[Dataset items]
*****

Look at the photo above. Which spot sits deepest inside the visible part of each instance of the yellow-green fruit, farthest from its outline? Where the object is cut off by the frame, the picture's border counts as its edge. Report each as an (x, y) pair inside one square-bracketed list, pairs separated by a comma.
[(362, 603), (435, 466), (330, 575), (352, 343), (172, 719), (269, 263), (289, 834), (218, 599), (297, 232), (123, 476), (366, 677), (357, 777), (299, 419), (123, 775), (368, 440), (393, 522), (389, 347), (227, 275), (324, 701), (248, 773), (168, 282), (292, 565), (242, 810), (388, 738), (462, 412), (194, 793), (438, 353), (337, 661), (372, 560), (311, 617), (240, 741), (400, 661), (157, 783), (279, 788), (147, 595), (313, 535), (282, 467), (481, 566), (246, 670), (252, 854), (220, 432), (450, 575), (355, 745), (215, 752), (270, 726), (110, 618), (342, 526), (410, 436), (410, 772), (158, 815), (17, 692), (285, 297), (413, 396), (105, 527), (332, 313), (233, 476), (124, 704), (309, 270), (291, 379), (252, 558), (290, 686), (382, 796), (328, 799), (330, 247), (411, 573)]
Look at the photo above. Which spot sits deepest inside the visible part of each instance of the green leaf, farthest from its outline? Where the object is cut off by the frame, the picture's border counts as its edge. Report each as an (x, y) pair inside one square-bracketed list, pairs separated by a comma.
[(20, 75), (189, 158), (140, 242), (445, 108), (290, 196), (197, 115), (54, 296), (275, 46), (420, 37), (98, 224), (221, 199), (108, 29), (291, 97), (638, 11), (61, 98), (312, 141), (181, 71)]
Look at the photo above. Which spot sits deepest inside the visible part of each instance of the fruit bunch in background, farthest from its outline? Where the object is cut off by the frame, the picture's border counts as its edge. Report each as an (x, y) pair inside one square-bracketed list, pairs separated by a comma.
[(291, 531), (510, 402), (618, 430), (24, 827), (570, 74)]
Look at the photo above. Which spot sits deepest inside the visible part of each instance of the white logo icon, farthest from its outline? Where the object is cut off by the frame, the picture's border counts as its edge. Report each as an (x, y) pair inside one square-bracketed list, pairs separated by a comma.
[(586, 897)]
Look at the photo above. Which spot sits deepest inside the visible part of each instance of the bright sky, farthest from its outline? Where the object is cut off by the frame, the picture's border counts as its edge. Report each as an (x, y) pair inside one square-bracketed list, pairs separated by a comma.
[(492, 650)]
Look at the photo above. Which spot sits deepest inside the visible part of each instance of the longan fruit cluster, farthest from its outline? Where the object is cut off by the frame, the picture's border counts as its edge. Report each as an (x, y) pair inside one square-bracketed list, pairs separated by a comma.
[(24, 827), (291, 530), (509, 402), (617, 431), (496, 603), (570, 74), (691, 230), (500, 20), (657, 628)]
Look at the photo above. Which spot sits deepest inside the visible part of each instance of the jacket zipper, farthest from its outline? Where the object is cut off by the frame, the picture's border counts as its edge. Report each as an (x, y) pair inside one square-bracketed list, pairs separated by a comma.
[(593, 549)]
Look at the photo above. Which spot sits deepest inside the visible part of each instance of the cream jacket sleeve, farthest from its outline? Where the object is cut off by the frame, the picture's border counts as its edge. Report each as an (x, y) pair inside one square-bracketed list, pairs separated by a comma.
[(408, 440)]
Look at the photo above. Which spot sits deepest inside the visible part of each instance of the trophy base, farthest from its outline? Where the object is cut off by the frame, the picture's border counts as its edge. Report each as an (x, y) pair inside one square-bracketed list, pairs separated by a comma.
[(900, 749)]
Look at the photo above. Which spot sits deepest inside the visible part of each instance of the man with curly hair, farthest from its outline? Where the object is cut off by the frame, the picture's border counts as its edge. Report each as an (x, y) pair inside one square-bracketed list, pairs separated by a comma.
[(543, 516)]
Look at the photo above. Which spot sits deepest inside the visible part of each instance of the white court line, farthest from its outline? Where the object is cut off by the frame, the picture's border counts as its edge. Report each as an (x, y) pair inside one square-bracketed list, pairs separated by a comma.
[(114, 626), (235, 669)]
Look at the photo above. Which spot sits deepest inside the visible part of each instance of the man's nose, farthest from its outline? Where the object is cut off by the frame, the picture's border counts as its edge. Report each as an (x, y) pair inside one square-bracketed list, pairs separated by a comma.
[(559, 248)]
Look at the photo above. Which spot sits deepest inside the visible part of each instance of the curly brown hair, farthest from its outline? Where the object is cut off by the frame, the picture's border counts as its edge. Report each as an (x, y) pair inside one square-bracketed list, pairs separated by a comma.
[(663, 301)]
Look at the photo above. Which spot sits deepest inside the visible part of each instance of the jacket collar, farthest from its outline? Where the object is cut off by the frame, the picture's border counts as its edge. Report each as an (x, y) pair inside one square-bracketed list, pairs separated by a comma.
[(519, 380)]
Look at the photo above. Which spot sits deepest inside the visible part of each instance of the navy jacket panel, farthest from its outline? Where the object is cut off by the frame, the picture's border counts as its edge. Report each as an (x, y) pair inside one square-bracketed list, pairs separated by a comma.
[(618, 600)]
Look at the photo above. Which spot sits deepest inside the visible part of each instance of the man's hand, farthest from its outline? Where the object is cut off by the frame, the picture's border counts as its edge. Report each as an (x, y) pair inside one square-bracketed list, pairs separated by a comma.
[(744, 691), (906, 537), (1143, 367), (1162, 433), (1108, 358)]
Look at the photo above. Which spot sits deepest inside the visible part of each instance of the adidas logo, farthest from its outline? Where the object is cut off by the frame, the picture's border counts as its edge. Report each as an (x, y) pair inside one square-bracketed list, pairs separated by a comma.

*****

_Exercise brief:_
Reproduce all of the material above line for line, without any alteration.

_Answer to this problem:_
Look at the photo above. Which spot sits deepest inside the visible part of each instance of the yellow-green fruit, farthest from its outline? Where the object is cut off by the frame, the picture's border counts as its edge. Report each as an (x, y) pair inside one square-bracketed list, pairs separated by a comma.
[(362, 603), (435, 466), (330, 575), (352, 343), (172, 719), (269, 263), (289, 834), (218, 599), (297, 232), (123, 476), (366, 677), (357, 777), (299, 419), (123, 775), (368, 440), (393, 522), (389, 347), (227, 275), (324, 701), (248, 773), (168, 282), (292, 565), (242, 810), (388, 738), (462, 412), (194, 793), (438, 353), (337, 661), (372, 560), (311, 617), (240, 741), (400, 661), (157, 783), (279, 788), (147, 595), (313, 535), (282, 467), (481, 566), (246, 670), (252, 854), (220, 432), (450, 575), (355, 745), (215, 752), (270, 726), (110, 618), (342, 526), (410, 436), (410, 772), (158, 815), (17, 692), (285, 297), (413, 396), (105, 527), (332, 313), (233, 476), (124, 704), (309, 270), (291, 379), (252, 558), (290, 686), (382, 796), (328, 799), (330, 247), (411, 573)]
Look at the photo above. Which spot sits deepest inside the visible part of each instance of the green leaf, farthest from its outline? Where the object is cut off by the frame, the picture's border counts as its edge. Report each as an (x, y) pair inside one square-bracketed list, pairs separated by a comma.
[(20, 75), (189, 158), (140, 242), (445, 108), (290, 196), (197, 115), (54, 296), (275, 46), (420, 37), (98, 224), (221, 199), (108, 29), (291, 97), (638, 11), (61, 98), (312, 141), (181, 71)]
Look at the photo above. Which spot sits deepest inside the visible part of each instance of the fruit bunch in background, farthest from its outline? Where the object is cut off by the frame, the picture's border counts as its edge. Report each as an (x, y) pair inside one square-bracketed list, pairs separated by a comma.
[(291, 531), (510, 402), (618, 430), (24, 827), (570, 74)]
Look at the photo above. Which spot sits deepest inside the visible part of each instance of the white logo icon, farthest from its outline? Where the object is cut off by the frame, the picture's border counts as its edge. Report each as an (x, y) pair inside one square-bracketed list, pairs separated by a comma.
[(586, 897)]
Look at the photo above. Which spot sits deepest inside the visible part of each instance of the bright sky, farthest from its outline? Where the object is cut off by the frame, the picture's border counts as its edge. Report each as an (x, y) pair inside one square-bracketed list, pairs separated by a comma.
[(492, 650)]
Look at the photo above. Which spot sits deepest inside the visible part of each instance of the longan fruit cluster, farthest from its outline? Where the object is cut off by the frame, the picture's border counts as its edge. Report each as an (x, y) pair inside one square-bracketed list, pairs separated by a comma.
[(24, 827), (291, 530), (509, 402), (617, 431), (496, 603), (570, 74), (691, 230), (500, 20), (657, 628)]
Look at the photo above. Which spot sits deepest inside the visible part of each instance of the jacket zipper, farthest from its outline? Where the object is cut off by the frame, the picture's border counts as its edge. Report each as an (x, y) pair inside one square-bracketed list, pairs separated by a comma.
[(593, 549)]
Look at the photo above. Which spot sits deepest inside the visible part of each instance of the cream jacket sleeve, farthest from its outline? Where the object is cut off by the frame, the picture's border counts as its edge. Report each as an (x, y) pair inside one square-bracketed list, pairs separated by a comma.
[(408, 440)]
Look at the photo above. Which spot sits deepest inside the visible part of each instance of the trophy base, farthest from its outline? Where the object is cut off by the frame, the picture's border counts as its edge. Report each as an (x, y) pair inside one square-bracketed list, pairs separated by a comma.
[(900, 749)]
Look at the photo above. Which spot sits deepest inside the visible part of each instance of the man with curly hair, farthest from its outline? Where the object is cut off by the frame, the picture's border counts as its edge. Report each as an (x, y) pair inside one square-bracketed list, pairs separated by a comma.
[(543, 516)]
Look at the photo above. Which spot sits deepest inside the visible part of each instance of the white court line, farthest from its outline? Where the object is cut off by the frame, the picture's border counts as its edge. Report each as an (x, y) pair inside one square-bracketed list, pairs separated by a comma.
[(114, 626), (235, 669)]
Look at the photo above. Which spot sits deepest inside the visible part of each instance of the man's nose, farthest from its outline? Where the object is cut off by the frame, the picture's border counts as its edge. Report each as an (x, y) pair inside one square-bracketed list, pairs separated by a comma.
[(559, 248)]
Look at the photo above. Which spot sits deepest inside the visible part of each instance of the curly brown hair, farthest from its outline? Where the object is cut off by the frame, the picture's border counts as its edge. Report each as an (x, y) pair inside one square-bracketed list, pairs separated by a comma.
[(663, 301)]
Look at the photo above. Which spot sits deepest inside the visible part of each instance of the jacket collar, farthest from its outline? Where the object is cut off by the frame, the picture's border counts as its edge. Report each as an (x, y) pair inside one square-bracketed list, pairs separated by a comma.
[(519, 380)]
Look at the photo above. Which spot sits deepest inside the visible part of each instance of the navy jacket panel, farthest from its outline? Where the object is cut off by the frame, the picture's border counts as its edge. Report each as an (x, y) pair inside one square-bracketed list, pairs separated by a comma.
[(618, 600)]
Look at the photo above. Which spot sits deepest inside the visible part of each instance of the man's hand, farthest from its outline? Where the object is cut off by the frame, the picture's border counts as its edge. Report each as an (x, y) pair inside one square-bracketed list, pairs separated by a comma.
[(744, 691), (906, 537), (1143, 367), (1162, 433), (1108, 358)]
Look at the photo above. Which spot sits deepest inside the visible part of each instance of the adidas logo, farthest from its outline? Where the object is cut off by the frame, the picture's border counts as its edge. Report each as an (x, y) pair inside one square-bracketed list, pairs separated by a comma.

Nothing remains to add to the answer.